Z‐Scheme Enabled 1D/2D Nanocomposite of ZnO Nanorods and Functionalized g‐C3 N4 Nanosheets for Sustainable Degradation of Terephthalic Acid

Abstract The urgent need to mitigate water pollution and achieve Sustainable Development Goal 14 (SDG 14)‐Life below water, necessitates developing efficient and eco‐friendly wastewater treatment technologies. This research addresses this challenge by photocatalytic degradation of terephthalic acid, a precursor for PET bottles using environment‐friendly and biocompatible photocatalysts. The 1D/2D nanocomposite comprising zinc oxide (ZnO) nanorods and functionalized graphitic carbon nitride (Zn‐TG) nanosheets were synthesized and thoroughly characterized. The nanocomposite effectively mitigated the individual drawbacks of Zn‐TG agglomeration and the wide band gap of ZnO as confirmed through zeta potential and Tauc′s plot studies, respectively. The synthesized nanocomposite achieved ~100 % degradation within 60 minutes, exhibiting superior kinetics (~2.5 times) compared to pristine samples. The enhanced degradation efficiency was elucidated by efficient charge carrier transfer (~5 times faster) and separation (~2 times improved) as confirmed through electrochemical impedance spectroscopy and time‐resolved photoluminescence studies. The proposed Z‐scheme pathway provides mechanistic insights. This proposed mechanism is supported by extensive electron paramagnetic resonance (EPR) and scavenger studies. The liquid chromatography‐mass spectrometry (LC–MS) analysis confirms the formation of less toxic byproducts for ensuring that the wastewater treatment process is efficient and environmentally friendly. This research helps in developing a highly effective and sustainable wastewater treatment technology.

**Problem requirements:** According to the abstract, within what time did the synthesized nanocomposite reach about 100% degradation? This listing was taken from a separate source.

**Region pointing data:**
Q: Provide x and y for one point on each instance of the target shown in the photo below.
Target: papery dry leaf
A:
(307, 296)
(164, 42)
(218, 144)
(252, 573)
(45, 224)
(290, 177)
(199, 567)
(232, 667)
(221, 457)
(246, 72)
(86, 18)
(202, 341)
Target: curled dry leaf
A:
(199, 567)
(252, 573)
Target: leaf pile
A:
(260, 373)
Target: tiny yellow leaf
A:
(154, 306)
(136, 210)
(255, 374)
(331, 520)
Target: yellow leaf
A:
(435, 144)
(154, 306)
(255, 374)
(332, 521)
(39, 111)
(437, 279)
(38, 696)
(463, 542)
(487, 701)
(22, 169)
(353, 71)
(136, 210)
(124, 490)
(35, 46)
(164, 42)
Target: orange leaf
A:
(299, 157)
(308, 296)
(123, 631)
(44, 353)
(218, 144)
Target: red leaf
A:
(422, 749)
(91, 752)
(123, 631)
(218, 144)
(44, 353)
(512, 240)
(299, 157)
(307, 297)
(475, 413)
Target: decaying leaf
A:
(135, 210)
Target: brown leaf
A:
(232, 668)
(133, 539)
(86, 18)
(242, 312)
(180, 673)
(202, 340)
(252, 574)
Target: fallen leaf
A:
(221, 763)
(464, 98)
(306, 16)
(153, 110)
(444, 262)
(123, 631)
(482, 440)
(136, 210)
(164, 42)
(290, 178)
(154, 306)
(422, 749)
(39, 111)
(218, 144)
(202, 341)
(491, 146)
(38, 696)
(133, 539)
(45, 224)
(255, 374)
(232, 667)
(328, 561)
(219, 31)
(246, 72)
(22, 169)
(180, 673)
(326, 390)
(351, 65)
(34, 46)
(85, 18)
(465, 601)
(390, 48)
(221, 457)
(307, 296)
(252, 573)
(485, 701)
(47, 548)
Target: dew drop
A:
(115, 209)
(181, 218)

**Response area:** Within 60 minutes.